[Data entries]
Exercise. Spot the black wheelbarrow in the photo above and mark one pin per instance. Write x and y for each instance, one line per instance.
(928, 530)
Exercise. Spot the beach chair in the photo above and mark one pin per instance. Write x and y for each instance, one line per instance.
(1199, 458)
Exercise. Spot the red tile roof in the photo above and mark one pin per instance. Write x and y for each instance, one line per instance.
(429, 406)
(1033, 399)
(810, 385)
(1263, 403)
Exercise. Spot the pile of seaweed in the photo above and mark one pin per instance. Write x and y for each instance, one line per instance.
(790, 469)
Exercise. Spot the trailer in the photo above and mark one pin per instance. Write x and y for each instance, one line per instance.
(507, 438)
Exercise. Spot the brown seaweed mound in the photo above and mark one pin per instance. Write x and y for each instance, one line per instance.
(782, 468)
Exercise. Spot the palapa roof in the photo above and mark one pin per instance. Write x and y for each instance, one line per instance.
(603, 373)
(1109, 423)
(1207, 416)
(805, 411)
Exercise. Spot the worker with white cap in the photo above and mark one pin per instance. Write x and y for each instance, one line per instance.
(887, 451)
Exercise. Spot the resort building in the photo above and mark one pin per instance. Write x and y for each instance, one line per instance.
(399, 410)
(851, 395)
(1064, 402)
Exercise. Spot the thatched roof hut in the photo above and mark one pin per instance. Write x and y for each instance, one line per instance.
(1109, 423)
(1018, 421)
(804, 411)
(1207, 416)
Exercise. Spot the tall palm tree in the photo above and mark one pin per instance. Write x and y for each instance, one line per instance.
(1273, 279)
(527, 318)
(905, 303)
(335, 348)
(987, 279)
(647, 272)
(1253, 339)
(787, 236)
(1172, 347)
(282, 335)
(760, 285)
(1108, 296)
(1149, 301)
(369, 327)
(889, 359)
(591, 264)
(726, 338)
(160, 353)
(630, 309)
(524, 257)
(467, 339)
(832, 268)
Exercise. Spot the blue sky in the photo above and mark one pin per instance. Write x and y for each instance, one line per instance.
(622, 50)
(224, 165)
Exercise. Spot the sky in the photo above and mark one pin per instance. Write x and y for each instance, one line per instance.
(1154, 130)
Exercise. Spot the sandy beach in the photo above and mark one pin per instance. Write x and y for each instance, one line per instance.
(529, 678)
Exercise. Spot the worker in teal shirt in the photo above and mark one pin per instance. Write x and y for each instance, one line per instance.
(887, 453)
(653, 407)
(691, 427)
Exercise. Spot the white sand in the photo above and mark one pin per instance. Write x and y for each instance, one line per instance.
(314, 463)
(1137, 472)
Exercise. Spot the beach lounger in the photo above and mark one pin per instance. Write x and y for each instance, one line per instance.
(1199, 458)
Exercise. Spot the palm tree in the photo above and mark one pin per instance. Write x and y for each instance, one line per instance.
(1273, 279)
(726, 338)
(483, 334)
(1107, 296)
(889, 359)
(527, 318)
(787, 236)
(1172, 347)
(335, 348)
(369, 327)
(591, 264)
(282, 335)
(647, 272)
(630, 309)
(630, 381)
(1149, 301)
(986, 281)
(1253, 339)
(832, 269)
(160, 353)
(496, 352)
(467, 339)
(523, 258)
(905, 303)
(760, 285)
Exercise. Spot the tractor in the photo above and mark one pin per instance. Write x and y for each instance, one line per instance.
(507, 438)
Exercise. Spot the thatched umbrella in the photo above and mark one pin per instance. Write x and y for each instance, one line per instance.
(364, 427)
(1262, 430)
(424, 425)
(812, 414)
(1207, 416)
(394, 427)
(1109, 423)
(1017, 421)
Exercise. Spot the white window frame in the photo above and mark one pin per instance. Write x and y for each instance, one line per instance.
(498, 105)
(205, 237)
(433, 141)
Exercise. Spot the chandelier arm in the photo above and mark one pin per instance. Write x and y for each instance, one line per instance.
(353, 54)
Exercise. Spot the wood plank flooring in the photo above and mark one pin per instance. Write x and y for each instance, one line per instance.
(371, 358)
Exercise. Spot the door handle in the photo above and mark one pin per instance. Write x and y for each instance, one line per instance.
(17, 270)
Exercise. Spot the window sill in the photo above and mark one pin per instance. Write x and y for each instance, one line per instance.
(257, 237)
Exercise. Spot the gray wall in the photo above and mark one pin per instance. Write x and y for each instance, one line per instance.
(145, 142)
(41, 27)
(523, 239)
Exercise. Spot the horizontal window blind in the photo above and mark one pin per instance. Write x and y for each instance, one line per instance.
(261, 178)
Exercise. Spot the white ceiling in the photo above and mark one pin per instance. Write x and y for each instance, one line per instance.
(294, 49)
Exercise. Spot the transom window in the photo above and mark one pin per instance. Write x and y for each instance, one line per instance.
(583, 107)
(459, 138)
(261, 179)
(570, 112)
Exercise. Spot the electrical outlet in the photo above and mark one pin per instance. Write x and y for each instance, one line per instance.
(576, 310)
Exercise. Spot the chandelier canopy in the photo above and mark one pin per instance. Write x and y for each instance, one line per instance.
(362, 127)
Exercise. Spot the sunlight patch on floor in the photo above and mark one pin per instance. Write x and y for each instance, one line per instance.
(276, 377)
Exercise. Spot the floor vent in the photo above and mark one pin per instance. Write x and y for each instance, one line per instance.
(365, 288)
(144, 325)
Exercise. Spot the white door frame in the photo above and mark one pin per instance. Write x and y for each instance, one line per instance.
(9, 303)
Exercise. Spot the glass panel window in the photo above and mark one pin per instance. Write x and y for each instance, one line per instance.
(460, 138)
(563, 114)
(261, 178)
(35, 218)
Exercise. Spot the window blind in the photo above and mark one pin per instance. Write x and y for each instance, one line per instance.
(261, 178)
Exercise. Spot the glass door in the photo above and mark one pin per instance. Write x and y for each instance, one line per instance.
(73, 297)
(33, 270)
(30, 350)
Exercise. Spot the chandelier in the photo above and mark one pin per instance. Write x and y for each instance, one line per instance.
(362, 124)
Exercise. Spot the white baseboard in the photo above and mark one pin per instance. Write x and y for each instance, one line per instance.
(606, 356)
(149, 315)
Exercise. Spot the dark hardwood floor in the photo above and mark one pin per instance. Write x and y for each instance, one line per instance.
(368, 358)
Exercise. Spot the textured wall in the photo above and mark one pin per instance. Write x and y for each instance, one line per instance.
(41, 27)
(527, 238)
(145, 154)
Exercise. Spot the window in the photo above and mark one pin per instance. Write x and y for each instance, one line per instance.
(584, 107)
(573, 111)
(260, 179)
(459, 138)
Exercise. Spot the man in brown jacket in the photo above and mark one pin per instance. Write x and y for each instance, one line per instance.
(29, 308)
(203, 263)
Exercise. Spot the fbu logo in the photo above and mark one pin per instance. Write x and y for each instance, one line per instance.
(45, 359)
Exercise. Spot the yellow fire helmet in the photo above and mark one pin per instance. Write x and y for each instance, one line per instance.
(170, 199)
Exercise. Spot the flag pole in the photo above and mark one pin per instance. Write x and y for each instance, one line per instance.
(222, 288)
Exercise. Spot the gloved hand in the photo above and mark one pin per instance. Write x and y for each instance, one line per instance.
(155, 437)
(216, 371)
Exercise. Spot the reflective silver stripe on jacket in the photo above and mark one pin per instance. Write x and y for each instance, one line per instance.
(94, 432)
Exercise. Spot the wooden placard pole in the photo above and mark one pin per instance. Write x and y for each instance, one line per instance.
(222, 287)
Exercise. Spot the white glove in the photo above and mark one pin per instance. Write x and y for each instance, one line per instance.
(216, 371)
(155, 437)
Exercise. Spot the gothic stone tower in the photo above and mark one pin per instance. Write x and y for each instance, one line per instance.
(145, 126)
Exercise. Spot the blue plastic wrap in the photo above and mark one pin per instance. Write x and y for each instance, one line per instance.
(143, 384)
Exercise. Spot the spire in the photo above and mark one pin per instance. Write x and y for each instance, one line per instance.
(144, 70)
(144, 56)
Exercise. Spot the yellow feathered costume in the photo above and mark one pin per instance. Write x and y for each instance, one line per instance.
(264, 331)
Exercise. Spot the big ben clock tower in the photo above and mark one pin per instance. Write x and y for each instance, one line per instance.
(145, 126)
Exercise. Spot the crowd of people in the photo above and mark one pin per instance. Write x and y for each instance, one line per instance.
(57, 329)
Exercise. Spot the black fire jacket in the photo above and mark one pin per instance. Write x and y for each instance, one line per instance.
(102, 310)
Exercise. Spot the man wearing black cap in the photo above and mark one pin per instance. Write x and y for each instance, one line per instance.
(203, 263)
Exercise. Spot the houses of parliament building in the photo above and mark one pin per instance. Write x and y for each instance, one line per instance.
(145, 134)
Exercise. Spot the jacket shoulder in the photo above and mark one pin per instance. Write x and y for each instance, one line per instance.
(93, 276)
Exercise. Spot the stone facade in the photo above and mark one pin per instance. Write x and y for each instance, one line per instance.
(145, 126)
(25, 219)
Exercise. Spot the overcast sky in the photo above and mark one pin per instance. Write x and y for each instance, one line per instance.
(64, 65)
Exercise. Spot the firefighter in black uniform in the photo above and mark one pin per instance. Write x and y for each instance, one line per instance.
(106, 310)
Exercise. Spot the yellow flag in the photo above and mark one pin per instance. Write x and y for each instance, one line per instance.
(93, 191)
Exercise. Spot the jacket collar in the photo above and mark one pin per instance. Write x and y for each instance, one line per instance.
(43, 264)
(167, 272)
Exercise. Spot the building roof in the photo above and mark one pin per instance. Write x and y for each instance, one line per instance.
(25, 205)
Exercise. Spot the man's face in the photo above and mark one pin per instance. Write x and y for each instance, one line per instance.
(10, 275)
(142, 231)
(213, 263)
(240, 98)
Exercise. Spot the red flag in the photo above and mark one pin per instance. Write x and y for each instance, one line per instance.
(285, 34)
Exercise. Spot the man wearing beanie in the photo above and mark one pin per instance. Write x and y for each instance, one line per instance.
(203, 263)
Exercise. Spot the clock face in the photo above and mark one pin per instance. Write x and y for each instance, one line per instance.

• _Stated task_
Copy out, word for word, everything from the line containing "Exercise. Spot the man's" down to the last of the rows.

• _Solution to the problem_
Exercise. Spot the man's face in the photo above and mark one pin per instance. Write x and y for each instance, one line per instance.
(10, 275)
(142, 231)
(213, 263)
(240, 98)
Exercise. Spot the red flag in the photo above and mark one pin per instance. Write x and y for each instance, one line per instance.
(285, 34)
Exercise. Spot the man wearing beanie in the photo above and mark one pin per instance. Write x and y for each instance, one line per instance.
(203, 263)
Exercise. Spot the clock face in the photo above and mark one pin per instance. Write x and y for each instance, one line per instance.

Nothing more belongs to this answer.